== Excerpt provided ==
Survival Analysis I

Survival analysis is a measure of time until an event occurs. It doesn't only measure death as an outcome, and can adjust for covariates just as a logistic regression. But while a logistic regression only requires knowledge of whether an outcome occurred, survival analysis requires knowledge of the time until the outcome occurred.

This is usually used in a longitudinal cohort study; not common in case control studies as there is no accurate time information.

Survival Data

Survival data contains: entry time, whether the person had the event (dichotomous), and the time between when the person had the event or was last known to be event-free; as well as any other covariates (race, gender, age, etc).

Even those who drop out of the study before the outcome occurs can provide information to the study. They are assumed to have the same likelihood of death as subjects with similar characteristics who survived at least the same amount of time.

Censoring

Censoring is removing a subject before we can measure the outcome.

== Data for this task ==
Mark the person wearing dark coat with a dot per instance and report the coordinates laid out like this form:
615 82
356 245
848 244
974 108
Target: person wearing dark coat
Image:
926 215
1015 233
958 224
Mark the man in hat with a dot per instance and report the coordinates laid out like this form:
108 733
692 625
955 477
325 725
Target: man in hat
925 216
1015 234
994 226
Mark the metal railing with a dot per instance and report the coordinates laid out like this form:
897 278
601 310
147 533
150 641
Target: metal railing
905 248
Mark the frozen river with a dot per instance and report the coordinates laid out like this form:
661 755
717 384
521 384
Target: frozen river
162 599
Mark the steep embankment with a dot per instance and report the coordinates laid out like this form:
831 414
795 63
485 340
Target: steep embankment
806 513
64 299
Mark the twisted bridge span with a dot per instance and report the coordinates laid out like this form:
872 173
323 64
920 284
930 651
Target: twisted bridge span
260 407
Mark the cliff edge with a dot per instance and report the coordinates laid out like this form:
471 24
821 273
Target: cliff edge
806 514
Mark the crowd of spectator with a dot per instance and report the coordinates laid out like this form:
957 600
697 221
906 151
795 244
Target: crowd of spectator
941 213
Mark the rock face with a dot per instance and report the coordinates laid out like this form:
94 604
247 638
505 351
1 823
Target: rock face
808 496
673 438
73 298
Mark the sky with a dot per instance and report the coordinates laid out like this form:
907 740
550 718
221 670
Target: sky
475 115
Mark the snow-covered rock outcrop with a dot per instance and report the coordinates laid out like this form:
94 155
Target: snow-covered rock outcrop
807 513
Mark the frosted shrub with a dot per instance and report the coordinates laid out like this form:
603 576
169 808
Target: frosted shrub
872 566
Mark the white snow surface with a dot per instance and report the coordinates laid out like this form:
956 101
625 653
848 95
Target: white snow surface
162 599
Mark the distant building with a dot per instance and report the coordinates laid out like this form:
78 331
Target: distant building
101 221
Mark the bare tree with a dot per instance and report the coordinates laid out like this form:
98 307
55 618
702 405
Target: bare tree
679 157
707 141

== Given exercise 1 ==
Output the records from the line with "Mark the bare" up to and including the final line of the records, reproducing each line unchanged.
== Given exercise 2 ==
Pick up the survival analysis text after its last sentence and continue it.

== Output 1 ==
Mark the bare tree with a dot per instance and report the coordinates laid out like this form:
98 307
55 618
702 405
Target: bare tree
679 157
707 141

== Output 2 ==
Type I Censoring: Observations censored after some fixed length of follow-up.
Type II Censoring: Observations censored after a fixed percentage of subjects have the event of interest.
Random Censoring: Observations censored for reasons outside the control of investigators (e.g. drop-outs).
Informative Censoring: People censored that would have had different outcomes as people who remained in the analysis for the same amount of time.
Non-informative Censoring: People censored who would have had similar risk for the outcome as people who remained in the analysis for the same amount of time. Basic survival analysis assumes that censoring is non-informative.
Right-Censored: Lower limit on the time to an event for censored subjects (more common)
Left-Censored: An upper limit on time to event (less common, also called interval-censored with both upper and lower limits)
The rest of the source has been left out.